** BEGIN Source passage **
19. Q. What are some of the things that can be said in favor of this theory? A. It is not opposed by either physical or linguistic science; and it has the support of sacred history.
20. Q. What inference does the author draw as to the probable origin and development of human speech? A. That it is both God-given and from human invention.
21. Q. By what laws ought speech to be governed? A. By the same laws essentially as are found in force throughout the various domains of matter and mind.
22. Q. What number of laws does the author formulate as a linguistic code? A. Fifteen.
23. Q. What is the first law? A. The law of symbolization.
24. Q. What are three ways in which this law is illustrated? A. By imitative words, by the formation of new words from existing roots, by symbolizing the past.
25. Q. What is the second law? A. The law of development.
26. Q. What does the law of development require as to changes in and additions to language? A. That they should be rather by development from its own resources than by the adoption of foreign words.
27. Q. What does the third law, that of definiteness, require as to an expression of ideas? A. That it shall give the person addressed the least possible conscious mental effort in order to understand.
** END Source passage **
Write out the study questions and answers on the origin and laws of speech word for word, from start to finish.
** BEGIN Data entries **
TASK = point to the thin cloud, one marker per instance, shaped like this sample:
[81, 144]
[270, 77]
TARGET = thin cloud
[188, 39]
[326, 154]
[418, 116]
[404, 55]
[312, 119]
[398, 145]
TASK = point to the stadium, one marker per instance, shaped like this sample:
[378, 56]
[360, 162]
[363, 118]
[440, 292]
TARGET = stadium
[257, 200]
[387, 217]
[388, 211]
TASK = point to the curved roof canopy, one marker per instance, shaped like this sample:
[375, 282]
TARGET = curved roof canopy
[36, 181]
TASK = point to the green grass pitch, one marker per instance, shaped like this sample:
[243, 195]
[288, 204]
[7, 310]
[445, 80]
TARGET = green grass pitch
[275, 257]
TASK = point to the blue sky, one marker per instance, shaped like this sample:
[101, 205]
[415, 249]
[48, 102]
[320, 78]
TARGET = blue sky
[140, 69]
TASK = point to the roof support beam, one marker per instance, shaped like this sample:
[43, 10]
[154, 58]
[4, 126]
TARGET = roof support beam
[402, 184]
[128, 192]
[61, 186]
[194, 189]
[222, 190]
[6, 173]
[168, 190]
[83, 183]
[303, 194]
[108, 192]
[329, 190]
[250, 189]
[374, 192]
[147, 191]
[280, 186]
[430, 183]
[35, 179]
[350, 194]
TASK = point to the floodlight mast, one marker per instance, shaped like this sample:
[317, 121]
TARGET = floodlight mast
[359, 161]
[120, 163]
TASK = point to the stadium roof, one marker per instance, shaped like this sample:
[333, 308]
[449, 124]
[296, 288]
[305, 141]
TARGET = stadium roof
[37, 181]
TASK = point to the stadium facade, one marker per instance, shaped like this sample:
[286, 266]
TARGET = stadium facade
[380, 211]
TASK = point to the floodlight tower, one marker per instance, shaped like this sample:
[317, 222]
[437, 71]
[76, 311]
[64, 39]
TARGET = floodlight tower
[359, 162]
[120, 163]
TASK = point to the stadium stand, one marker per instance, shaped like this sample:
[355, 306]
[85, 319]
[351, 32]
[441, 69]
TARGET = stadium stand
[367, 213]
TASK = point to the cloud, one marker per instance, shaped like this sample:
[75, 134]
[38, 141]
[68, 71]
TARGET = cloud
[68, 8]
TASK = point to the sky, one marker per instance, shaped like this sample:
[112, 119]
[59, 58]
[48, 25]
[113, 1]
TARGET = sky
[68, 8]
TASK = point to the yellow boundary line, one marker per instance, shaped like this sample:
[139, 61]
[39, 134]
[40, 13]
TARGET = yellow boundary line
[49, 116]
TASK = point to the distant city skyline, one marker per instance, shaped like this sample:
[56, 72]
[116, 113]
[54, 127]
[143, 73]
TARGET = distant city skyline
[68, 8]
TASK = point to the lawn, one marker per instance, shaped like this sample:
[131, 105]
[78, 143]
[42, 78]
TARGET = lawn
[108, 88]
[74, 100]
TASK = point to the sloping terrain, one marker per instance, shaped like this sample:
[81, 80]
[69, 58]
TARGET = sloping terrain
** END Data entries **
* **Written solution**
19. Q. What are some of the things that can be said in favor of this theory? A. It is not opposed by either physical or linguistic science; and it has the support of sacred history.
20. Q. What inference does the author draw as to the probable origin and development of human speech? A. That it is both God-given and from human invention.
21. Q. By what laws ought speech to be governed? A. By the same laws essentially as are found in force throughout the various domains of matter and mind.
22. Q. What number of laws does the author formulate as a linguistic code? A. Fifteen.
23. Q. What is the first law? A. The law of symbolization.
24. Q. What are three ways in which this law is illustrated? A. By imitative words, by the formation of new words from existing roots, by symbolizing the past.
25. Q. What is the second law? A. The law of development.
26. Q. What does the law of development require as to changes in and additions to language? A. That they should be rather by development from its own resources than by the adoption of foreign words.
27. Q. What does the third law, that of definiteness, require as to an expression of ideas? A. That it shall give the person addressed the least possible conscious mental effort in order to understand.